:: Materials provided ::
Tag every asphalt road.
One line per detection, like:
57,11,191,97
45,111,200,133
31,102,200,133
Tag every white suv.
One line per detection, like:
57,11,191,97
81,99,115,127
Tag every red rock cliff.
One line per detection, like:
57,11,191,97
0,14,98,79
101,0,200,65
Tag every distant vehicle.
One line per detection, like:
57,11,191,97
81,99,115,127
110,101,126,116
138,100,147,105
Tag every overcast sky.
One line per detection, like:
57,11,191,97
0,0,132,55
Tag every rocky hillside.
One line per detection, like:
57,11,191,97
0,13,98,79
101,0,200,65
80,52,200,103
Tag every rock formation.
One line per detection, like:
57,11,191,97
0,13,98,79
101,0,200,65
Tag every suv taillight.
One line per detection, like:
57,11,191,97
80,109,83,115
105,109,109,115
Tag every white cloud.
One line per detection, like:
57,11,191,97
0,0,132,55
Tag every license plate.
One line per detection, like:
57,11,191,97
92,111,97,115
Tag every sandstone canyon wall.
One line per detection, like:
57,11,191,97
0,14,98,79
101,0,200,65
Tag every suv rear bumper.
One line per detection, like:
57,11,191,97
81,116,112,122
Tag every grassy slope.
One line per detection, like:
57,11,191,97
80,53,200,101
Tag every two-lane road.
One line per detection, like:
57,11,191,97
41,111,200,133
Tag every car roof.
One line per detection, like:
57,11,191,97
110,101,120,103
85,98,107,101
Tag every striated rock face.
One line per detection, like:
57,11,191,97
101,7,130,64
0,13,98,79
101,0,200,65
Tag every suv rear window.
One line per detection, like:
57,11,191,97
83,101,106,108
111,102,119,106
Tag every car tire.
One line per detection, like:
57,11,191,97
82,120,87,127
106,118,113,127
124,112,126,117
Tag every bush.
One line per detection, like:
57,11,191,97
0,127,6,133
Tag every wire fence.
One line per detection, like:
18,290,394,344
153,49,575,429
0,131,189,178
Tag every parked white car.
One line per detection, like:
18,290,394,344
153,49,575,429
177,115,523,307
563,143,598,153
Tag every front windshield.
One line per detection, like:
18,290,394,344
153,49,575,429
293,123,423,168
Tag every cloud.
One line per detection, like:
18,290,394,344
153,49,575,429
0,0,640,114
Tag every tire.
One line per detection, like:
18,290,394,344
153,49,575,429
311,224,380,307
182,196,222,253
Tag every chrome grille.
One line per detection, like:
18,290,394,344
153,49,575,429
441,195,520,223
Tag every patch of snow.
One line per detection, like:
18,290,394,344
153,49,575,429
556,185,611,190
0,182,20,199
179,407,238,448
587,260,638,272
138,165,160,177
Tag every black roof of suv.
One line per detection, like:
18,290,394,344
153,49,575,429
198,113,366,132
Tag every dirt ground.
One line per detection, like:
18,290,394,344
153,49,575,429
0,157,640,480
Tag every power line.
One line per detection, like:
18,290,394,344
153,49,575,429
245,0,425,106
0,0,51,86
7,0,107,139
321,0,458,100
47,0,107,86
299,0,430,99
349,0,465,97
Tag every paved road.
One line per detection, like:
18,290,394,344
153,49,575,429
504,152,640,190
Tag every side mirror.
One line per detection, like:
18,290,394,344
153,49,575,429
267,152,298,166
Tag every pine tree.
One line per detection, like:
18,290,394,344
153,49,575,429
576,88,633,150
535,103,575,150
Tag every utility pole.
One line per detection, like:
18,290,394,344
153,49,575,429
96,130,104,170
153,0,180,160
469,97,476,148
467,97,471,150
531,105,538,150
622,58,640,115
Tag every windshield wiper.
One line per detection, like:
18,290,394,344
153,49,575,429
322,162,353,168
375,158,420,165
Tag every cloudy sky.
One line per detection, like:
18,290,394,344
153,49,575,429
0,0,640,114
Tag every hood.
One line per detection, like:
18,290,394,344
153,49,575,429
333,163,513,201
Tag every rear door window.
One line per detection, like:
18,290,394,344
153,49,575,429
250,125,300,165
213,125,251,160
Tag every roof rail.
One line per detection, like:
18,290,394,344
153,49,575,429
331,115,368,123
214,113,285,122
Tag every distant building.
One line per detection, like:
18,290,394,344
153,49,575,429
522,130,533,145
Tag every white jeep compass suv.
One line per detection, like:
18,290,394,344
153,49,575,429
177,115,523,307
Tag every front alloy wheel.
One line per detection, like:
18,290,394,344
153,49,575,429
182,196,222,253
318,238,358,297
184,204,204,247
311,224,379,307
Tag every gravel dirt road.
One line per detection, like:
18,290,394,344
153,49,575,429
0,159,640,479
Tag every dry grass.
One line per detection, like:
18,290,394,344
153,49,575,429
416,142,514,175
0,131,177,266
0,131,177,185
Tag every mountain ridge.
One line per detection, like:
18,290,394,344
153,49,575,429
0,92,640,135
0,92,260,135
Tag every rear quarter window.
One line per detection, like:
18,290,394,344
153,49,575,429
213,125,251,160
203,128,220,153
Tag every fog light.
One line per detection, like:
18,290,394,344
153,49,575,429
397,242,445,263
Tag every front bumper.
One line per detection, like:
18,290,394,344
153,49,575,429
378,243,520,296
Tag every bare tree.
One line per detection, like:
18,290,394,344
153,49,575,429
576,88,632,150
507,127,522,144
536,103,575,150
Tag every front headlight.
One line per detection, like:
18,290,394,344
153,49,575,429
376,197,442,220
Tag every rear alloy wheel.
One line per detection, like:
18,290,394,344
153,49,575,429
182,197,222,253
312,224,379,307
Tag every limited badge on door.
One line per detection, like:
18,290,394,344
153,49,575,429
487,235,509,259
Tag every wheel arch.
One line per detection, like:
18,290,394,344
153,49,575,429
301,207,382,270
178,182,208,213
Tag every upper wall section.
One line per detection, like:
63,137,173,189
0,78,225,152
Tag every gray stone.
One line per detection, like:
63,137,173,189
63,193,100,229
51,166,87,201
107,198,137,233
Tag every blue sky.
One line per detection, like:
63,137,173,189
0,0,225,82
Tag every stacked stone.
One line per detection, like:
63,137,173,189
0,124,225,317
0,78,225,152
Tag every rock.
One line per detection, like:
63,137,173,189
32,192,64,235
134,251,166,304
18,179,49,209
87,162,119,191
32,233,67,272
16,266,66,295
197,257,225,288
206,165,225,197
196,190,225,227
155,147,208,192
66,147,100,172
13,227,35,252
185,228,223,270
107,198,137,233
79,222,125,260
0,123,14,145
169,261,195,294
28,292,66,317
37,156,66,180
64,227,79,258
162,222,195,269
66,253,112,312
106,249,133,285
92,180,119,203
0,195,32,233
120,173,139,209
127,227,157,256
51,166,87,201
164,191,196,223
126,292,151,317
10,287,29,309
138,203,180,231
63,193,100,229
:::
# To be done
Render the material as a numbered list, from its first line through the line containing "138,100,147,105". Leave out any blank lines.

# Solution to this exercise
1. Tag every asphalt road.
2. One line per detection, like:
3. 57,11,191,97
4. 45,111,200,133
5. 31,102,200,133
6. Tag every white suv.
7. One line per detection, like:
8. 57,11,191,97
9. 81,99,115,127
10. Tag every red rock cliff.
11. One line per detection, like:
12. 57,11,191,97
13. 0,14,98,79
14. 101,0,200,65
15. Tag every distant vehicle.
16. One line per detection, like:
17. 57,11,191,97
18. 81,99,115,127
19. 110,101,126,116
20. 138,100,147,105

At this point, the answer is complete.